Page excerpt:
┏━━
I will find out more info like I mentioned earlier and will post more info as I get it. I just thought it was important enough to mention considering that most people in our hobby, as well as frogs, have a tendency to use USPS.

I need to find out more, I just posted this information as soon as I found out.


----------



## atlfrog (May 28, 2008)

I found out a little something, so here's the links:

http://www.usps.com/forms/firstclass.htm

http://www.usps.com/forms/_pdf/ps3600r.pdf

http://www.usps.com/forms/_pdf/ps3600ez.pdf

This is the form that I was talking about. Maybe someone can shed some light on the subject. Also there are more stuff to come as well.


----------



## Rick (May 29, 2008)

I have not had it tell me I need to do this when printing labels. It may not be required.


----------



## atlfrog (May 29, 2008)

Ok, so I got the whole story. The person I was told about this was a little off in their information. These two forms are to be used with Permit Bulk Mail. I called the post office on this. Everyone is clear to use the USPS as normal, unless you have a permit that needs to be used. Sorry for the scare, but I figured I ask about it as soon as I heard about it. My apologies again.
┗━━
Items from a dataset
┏━━
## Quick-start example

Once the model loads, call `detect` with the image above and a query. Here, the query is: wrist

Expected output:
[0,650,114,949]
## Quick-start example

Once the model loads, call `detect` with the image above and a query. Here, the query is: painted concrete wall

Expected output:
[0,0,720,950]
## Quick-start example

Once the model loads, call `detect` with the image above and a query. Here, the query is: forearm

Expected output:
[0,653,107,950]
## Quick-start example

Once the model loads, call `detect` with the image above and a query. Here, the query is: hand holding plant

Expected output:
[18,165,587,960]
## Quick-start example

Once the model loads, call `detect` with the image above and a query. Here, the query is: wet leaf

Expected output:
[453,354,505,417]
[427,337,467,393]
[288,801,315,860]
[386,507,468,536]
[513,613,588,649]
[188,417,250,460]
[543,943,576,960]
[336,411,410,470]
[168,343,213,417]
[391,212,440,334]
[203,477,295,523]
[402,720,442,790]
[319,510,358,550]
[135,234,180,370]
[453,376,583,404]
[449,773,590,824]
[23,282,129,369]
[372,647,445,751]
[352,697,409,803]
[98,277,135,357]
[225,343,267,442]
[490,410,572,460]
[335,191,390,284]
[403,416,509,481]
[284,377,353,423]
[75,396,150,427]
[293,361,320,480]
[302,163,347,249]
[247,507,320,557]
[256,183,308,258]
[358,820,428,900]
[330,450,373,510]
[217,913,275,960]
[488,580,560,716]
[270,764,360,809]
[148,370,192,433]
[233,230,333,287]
┗━━
Stated exercise A: Shorten the paragraph in the USPS forum thread that begins "Ok, so I got the whole story," keeping its main facts.
Stated exercise B: Transcribe everything in the USPS forum thread from "http://www.usps.com/forms/firstclass.htm" down to "come as well.".
Stated exercise C: Go on with the USPS forum thread, adding what comes after its last post.
None of the rows are needed here.

Task output A: The two forms are for Permit Bulk Mail only, and the original information was slightly wrong. After calling the post office, the poster reports that everyone can keep using USPS as normal unless they have a permit to use, and apologizes for the scare.

Task output B:
http://www.usps.com/forms/firstclass.htm

http://www.usps.com/forms/_pdf/ps3600r.pdf

http://www.usps.com/forms/_pdf/ps3600ez.pdf

This is the form that I was talking about. Maybe someone can shed some light on the subject. Also there are more stuff to come as well.

Task output C:
----------



## ABbuggin (May 29, 2008)

atlfrog said:


> Ok, so I got the whole story. The person I was told about this was a little off in their information. These two forms are to be used with Permit Bulk Mail. I called the post office on this. Everyone is clear to use the USPS as normal, unless you have a permit that needs to be used. Sorry for the scare, but I figured I ask about it as soon as I heard about it. My apologies again.


So it is legal to send live insects in the mail? I've always wondered this but the laws concerning insect keeping/breeding are so fuzzy.....


----------



## Orin (May 29, 2008)

ABbuggin said:


> So it is legal to send live insects in the mail? I've always wondered this but the laws concerning insect keeping/breeding are so fuzzy.....


 Yes, but only harmless, legal inverts (you can find a page about it on the USPS site).


----------



## ABbuggin (May 29, 2008)

Orin said:


> Yes, but only harmless, legal inverts (you can find a page about it on the USPS site).


Ok, thanks. Now for another "fuzzy question". Are the mantids we keep considered legal?


----------



## Rick (May 29, 2008)

ABbuggin said:


> Ok, thanks. Now for another "fuzzy question". Are the mantids we keep considered legal?


That is a whole other topic right there that has been discussed on here many times. I don't think anyone knows for sure.


----------



## Peter Clausen (May 29, 2008)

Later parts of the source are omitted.